(AIM OF THE EXERCISE): Filter these entries down to lines holding "main".

Collected data
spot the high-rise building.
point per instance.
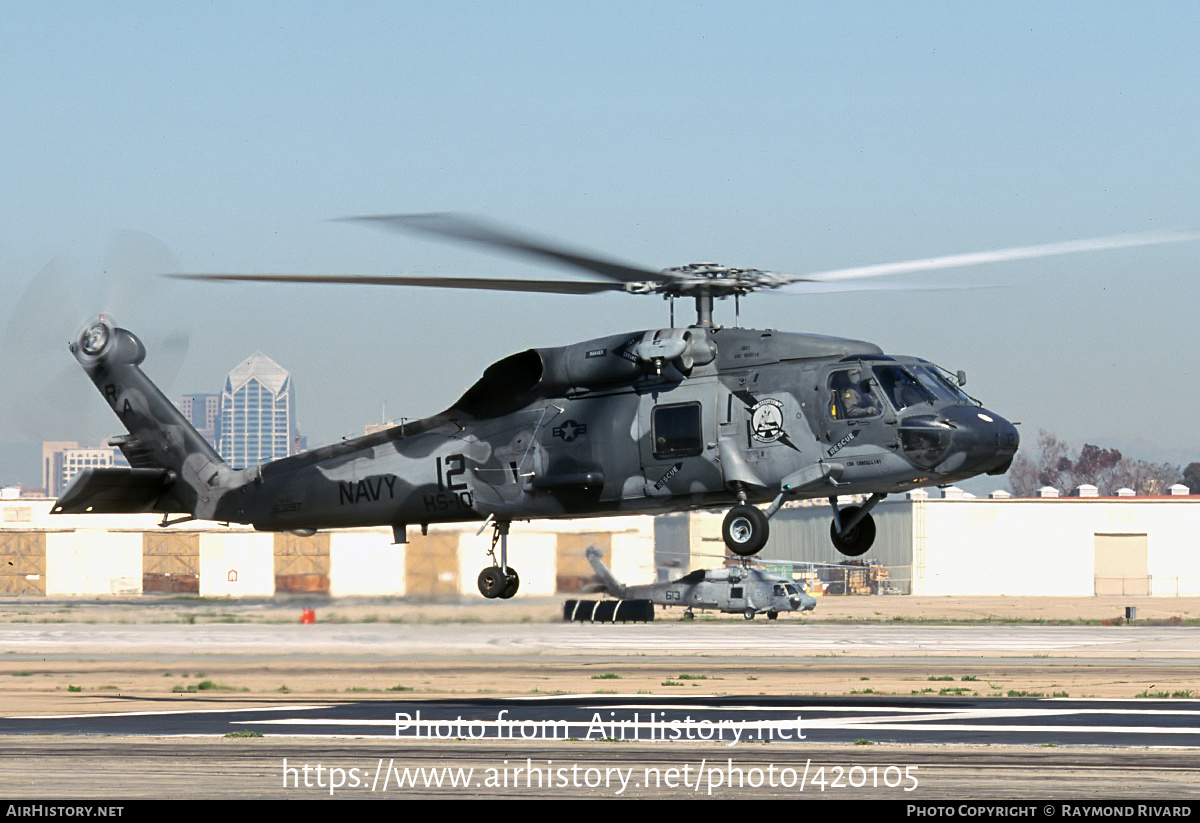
(204, 413)
(63, 460)
(257, 413)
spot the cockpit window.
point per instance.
(940, 383)
(851, 396)
(901, 388)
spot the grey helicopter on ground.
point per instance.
(739, 589)
(648, 421)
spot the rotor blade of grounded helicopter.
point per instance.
(460, 227)
(996, 256)
(805, 287)
(486, 283)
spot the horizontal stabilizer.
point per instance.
(114, 491)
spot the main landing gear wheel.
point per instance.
(493, 583)
(856, 541)
(745, 530)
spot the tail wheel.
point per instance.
(511, 584)
(745, 530)
(857, 540)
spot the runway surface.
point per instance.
(108, 710)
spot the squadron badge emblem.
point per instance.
(767, 420)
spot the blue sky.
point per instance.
(785, 136)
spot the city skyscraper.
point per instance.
(257, 413)
(203, 410)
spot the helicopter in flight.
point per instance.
(651, 421)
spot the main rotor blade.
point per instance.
(487, 283)
(1000, 256)
(460, 227)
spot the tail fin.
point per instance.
(611, 584)
(173, 469)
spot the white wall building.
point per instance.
(964, 546)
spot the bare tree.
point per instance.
(1108, 469)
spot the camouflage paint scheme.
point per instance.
(649, 421)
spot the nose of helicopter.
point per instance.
(960, 439)
(981, 442)
(803, 601)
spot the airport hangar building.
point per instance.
(952, 545)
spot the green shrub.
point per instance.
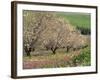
(83, 59)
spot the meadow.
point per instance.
(54, 55)
(60, 59)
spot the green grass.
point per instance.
(77, 19)
(60, 59)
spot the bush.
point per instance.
(83, 59)
(84, 30)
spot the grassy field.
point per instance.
(72, 59)
(77, 19)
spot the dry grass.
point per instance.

(ANSWER TO THE EXERCISE):
spot the main landing gear wheel.
spot the main rotor blade.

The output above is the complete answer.